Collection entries
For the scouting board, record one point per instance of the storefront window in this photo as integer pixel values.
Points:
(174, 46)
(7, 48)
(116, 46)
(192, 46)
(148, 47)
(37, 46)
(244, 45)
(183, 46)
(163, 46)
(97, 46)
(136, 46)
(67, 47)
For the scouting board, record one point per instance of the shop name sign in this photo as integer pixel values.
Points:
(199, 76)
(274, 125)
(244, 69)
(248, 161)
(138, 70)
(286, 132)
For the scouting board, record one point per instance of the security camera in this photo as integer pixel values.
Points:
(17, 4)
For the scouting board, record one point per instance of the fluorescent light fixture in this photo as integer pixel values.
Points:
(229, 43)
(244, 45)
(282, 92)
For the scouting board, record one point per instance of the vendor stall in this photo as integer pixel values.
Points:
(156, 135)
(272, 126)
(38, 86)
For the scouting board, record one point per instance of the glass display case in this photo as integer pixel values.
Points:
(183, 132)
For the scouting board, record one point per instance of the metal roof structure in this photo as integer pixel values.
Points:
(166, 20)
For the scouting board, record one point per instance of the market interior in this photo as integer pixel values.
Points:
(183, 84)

**ASSIGNMENT**
Pick every line of the data that includes the string "pixel".

**ANSWER**
For the scouting board, record one point per instance of the storefront window in this photo as integer pixel values.
For the scouting board, record one point per instance of the shop name sign in this photo as integer pixel values.
For the scouting board, record one point per instance of the security camera in this photo as integer pixel values.
For the scouting board, record one point per instance of the fluorescent light fixture in this photo as integer pixel values.
For the scouting board, record one point per instance of the vendor stall in this photo as integer pixel values.
For the scouting board, record one point per instance of the glass display case in this photo as integer pixel values.
For the scouting board, record one point per instance of the metal roof structure in this photo as integer pixel values.
For the scouting board, record one point per instance of the market interior in this photo as integer pixel values.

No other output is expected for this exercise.